YOUR TASK:
Pick out every line below that contains the word "white", and copy each one in full.

------ RECORDS SUPPLIED ------

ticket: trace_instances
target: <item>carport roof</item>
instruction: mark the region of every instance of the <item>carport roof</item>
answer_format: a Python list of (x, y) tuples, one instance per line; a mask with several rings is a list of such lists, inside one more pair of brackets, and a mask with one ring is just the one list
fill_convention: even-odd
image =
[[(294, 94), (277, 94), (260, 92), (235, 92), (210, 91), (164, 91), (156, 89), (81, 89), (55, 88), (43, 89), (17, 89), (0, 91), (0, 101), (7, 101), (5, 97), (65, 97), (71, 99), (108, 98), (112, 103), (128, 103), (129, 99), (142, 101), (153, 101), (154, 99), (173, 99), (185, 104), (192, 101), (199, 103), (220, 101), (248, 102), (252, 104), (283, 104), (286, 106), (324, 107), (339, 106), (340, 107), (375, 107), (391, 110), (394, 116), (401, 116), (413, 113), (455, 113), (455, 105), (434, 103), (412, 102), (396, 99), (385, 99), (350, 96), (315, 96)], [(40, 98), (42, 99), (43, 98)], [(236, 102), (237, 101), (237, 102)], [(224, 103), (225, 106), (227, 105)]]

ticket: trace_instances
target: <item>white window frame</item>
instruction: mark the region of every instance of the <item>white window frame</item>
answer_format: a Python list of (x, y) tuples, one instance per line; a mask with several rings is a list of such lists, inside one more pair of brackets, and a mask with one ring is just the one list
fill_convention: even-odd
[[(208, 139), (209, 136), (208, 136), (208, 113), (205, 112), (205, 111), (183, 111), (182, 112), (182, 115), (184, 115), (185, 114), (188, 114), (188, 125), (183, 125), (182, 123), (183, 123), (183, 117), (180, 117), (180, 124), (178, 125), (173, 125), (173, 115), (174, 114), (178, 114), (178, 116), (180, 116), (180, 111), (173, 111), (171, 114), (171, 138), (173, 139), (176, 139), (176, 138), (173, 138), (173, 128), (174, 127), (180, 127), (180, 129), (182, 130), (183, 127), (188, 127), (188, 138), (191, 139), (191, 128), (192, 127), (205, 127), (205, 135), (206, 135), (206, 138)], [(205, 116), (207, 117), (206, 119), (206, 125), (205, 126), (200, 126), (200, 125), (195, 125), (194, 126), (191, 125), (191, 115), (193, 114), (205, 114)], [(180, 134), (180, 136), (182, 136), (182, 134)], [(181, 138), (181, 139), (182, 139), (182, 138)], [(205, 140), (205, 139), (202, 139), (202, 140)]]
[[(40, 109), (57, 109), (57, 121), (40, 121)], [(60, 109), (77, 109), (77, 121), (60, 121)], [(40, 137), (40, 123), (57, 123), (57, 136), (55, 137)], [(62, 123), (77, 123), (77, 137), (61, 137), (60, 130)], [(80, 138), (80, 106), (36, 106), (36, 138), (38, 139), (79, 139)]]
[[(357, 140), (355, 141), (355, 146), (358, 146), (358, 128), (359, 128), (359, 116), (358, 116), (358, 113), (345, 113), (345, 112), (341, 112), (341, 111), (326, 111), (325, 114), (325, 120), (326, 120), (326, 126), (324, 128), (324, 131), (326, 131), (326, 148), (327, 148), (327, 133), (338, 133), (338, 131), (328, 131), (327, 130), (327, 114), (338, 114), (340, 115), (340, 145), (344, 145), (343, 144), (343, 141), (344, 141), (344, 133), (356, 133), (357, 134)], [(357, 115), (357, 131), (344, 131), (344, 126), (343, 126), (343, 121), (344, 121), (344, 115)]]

------

ANSWER TO THIS TASK:
target: <item>white window frame</item>
instruction: mark the region of every instance of the <item>white window frame</item>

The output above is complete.